SET TASK: From the line that includes "For every instance of the bokeh" to the last line of the data, quote each line precisely; both boundary lines belong in the answer.

DATA FOR THIS TASK:

((

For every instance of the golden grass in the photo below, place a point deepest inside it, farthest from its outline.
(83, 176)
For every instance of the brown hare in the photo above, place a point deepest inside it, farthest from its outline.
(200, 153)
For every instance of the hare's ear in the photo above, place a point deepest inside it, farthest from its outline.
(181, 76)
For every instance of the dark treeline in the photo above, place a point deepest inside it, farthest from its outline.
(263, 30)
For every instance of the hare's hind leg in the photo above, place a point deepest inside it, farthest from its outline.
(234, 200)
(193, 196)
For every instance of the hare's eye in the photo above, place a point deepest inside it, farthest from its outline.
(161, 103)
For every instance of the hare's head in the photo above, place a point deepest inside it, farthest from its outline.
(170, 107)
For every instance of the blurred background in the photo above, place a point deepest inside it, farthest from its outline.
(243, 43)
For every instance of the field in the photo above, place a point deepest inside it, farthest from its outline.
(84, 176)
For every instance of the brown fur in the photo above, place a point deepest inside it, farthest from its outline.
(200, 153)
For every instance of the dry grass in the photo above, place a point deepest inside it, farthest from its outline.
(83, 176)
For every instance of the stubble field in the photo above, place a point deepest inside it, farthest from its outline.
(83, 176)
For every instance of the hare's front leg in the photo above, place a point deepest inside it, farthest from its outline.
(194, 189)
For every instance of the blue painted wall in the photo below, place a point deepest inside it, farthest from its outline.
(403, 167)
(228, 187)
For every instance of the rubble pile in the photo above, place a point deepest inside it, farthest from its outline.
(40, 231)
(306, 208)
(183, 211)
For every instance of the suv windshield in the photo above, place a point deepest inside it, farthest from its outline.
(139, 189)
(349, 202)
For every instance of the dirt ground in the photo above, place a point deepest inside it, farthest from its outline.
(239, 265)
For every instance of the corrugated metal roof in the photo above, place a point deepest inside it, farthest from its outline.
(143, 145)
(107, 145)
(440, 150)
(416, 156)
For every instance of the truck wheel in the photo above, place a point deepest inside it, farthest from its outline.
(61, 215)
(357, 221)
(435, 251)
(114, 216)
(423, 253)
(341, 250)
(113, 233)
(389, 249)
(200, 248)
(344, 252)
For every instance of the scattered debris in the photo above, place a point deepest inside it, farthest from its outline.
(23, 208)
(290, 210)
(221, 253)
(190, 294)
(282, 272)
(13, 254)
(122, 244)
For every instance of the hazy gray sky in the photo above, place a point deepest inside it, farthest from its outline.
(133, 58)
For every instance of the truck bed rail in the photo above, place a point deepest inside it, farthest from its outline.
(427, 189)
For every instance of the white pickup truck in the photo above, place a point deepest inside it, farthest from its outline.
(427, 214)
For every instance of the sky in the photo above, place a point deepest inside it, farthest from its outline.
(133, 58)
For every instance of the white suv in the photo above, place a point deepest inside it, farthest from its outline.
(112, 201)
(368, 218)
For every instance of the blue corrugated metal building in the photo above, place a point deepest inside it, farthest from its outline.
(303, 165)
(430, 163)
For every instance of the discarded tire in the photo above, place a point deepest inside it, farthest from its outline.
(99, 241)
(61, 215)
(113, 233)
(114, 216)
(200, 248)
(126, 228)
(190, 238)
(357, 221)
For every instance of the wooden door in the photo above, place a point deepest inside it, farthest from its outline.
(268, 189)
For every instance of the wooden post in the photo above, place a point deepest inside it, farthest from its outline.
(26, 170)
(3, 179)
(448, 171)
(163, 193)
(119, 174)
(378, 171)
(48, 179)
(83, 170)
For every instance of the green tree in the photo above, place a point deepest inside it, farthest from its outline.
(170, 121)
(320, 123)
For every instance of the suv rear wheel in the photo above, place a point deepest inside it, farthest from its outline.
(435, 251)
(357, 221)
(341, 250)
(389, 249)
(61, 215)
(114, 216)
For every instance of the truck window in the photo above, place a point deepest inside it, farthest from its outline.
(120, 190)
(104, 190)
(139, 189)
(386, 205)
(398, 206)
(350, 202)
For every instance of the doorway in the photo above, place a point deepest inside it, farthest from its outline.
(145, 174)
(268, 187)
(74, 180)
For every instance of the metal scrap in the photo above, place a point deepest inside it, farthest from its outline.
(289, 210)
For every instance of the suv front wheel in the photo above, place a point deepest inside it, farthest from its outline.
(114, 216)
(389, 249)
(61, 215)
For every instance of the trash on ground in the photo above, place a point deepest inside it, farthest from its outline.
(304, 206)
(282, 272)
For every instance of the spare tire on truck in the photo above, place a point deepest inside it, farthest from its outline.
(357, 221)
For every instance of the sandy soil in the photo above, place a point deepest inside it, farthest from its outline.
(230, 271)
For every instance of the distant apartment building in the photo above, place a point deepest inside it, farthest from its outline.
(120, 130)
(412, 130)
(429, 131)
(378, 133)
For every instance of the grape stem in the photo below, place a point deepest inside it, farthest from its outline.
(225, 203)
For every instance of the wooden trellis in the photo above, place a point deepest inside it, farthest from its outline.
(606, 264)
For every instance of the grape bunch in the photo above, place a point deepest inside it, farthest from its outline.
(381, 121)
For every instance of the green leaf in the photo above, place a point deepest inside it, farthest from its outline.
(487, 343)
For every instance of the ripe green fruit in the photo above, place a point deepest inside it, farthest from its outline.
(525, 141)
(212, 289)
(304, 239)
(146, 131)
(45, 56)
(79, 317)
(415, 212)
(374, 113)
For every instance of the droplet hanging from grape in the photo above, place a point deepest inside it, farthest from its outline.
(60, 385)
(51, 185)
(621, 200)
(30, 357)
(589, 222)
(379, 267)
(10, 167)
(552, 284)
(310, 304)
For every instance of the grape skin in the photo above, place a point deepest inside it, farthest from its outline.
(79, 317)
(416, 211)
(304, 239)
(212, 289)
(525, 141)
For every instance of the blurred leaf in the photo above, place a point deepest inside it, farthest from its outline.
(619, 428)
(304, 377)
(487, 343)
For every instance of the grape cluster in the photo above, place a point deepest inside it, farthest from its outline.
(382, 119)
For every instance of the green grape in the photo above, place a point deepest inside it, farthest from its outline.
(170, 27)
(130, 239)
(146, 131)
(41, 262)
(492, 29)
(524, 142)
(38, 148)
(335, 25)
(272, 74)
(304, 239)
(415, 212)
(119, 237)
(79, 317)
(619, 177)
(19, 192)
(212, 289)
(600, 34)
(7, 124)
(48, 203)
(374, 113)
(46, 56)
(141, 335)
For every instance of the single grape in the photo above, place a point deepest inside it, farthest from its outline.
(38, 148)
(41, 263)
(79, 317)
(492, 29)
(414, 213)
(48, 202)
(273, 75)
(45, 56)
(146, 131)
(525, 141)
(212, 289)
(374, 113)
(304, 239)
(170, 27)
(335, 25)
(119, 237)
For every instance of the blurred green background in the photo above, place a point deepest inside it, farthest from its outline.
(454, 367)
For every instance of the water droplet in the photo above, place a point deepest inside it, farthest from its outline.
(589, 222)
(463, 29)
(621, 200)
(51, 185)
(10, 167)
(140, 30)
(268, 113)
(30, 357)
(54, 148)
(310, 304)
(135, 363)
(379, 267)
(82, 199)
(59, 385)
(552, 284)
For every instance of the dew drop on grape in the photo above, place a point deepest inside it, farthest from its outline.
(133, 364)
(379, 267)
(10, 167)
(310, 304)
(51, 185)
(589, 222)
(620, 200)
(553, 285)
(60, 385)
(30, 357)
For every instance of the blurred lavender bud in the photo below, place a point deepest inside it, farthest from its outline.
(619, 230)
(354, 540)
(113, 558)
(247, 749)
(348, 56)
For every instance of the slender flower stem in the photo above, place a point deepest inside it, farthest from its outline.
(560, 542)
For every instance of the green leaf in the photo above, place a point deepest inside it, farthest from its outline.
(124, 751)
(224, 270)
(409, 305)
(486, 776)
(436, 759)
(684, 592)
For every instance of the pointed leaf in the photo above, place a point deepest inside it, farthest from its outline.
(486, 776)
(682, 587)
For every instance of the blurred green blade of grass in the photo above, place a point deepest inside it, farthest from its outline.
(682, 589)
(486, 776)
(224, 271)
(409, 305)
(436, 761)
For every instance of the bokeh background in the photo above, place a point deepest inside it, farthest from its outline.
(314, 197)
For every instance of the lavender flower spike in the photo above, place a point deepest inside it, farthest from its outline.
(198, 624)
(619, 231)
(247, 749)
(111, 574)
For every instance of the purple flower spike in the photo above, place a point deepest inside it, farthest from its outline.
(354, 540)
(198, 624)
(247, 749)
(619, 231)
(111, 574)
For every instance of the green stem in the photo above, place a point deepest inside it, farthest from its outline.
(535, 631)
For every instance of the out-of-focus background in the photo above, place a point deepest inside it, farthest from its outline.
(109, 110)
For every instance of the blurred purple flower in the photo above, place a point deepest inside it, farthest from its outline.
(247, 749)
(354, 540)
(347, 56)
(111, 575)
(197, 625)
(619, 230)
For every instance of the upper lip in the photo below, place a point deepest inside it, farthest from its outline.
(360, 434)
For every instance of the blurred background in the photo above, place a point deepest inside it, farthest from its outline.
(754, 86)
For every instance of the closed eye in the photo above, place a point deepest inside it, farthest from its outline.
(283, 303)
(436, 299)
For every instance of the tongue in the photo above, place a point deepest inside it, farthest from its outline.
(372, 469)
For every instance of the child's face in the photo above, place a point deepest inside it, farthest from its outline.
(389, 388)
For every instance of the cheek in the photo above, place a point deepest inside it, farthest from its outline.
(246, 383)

))

SOLUTION TO THE PROBLEM:
For every instance of the bokeh background in the photo above, place a point deepest inside it, farthest from its outline.
(314, 197)
For every instance of the lavender flower spike in the photo above, place a point deepest inside it, farthest from its outline.
(198, 624)
(619, 231)
(247, 749)
(111, 574)
For every instance of the purple flower spike in the photo above, place a point deepest inside it, farthest from its outline.
(354, 540)
(198, 624)
(247, 749)
(619, 231)
(111, 574)
For every instance of the green stem in the photo above, place a point deepest inside it, farthest from its outline.
(535, 631)
For every instance of the out-of-focus background in the photo above, place a point deepest inside it, farthest from its outline.
(109, 110)
For every instance of the blurred purple flower in the photo above, place a point deepest inside it, farthest from its outline.
(247, 749)
(354, 540)
(347, 56)
(111, 575)
(197, 625)
(619, 230)
For every instance of the upper lip in the photo below, place a point deepest inside it, farthest from its outline.
(360, 434)
For every instance of the blurred background in the photo above, place a point deepest inside it, farthest from its outline.
(754, 86)
For every instance of the closed eye in the photo above, place a point deepest inside it, farthest from its outline.
(283, 303)
(436, 299)
For every instance of the tongue in the photo above, place a point deepest inside it, farthest from its outline.
(372, 469)
For every instance of the child's face in the photo above, place a point deepest inside it, farthest from its outline.
(389, 388)
For every instance of the cheek in the photo above, place a point deepest inside it, farthest from its outline.
(246, 383)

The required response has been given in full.